## Task
Count the lines of the listing below that contain the string "rock", treating uppercase and lowercase letters as distinct. Reply with the number alone.

## Data in this exercise

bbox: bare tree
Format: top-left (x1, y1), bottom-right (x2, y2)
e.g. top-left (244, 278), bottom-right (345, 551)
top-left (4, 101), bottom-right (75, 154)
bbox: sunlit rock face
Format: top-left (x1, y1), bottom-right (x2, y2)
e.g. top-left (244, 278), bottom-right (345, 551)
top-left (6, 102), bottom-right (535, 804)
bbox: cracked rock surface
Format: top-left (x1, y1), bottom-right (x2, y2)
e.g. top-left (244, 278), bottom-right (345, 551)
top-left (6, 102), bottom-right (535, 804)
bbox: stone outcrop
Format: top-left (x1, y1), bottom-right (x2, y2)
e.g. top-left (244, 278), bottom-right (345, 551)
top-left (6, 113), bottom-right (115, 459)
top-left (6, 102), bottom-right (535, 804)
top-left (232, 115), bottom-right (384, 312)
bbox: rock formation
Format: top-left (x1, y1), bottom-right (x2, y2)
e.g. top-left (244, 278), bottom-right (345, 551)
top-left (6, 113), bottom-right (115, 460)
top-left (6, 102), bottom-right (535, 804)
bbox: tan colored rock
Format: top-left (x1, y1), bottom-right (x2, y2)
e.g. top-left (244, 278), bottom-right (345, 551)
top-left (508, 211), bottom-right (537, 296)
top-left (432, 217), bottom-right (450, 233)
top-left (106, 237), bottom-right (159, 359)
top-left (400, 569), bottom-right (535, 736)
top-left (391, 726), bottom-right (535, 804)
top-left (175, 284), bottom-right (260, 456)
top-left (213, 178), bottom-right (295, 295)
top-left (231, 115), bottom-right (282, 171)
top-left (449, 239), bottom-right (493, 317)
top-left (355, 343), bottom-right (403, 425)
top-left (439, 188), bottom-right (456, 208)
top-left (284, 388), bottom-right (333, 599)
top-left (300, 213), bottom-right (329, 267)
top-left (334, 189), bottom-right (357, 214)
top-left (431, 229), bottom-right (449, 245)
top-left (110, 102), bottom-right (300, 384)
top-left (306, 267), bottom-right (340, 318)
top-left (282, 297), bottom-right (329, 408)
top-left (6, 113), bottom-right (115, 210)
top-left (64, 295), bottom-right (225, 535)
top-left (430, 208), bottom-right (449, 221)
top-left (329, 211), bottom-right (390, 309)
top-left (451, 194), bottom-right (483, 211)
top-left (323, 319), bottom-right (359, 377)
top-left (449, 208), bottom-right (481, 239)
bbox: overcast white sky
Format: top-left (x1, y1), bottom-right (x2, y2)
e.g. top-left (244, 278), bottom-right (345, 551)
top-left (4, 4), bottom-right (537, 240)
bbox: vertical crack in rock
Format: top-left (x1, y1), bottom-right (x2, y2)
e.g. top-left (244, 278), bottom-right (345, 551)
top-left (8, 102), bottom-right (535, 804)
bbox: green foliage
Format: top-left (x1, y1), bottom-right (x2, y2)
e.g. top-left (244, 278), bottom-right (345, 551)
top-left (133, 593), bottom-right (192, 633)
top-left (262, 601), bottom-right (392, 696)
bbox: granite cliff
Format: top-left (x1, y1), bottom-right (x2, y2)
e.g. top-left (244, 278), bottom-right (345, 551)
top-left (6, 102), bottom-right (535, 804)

## Exercise response
5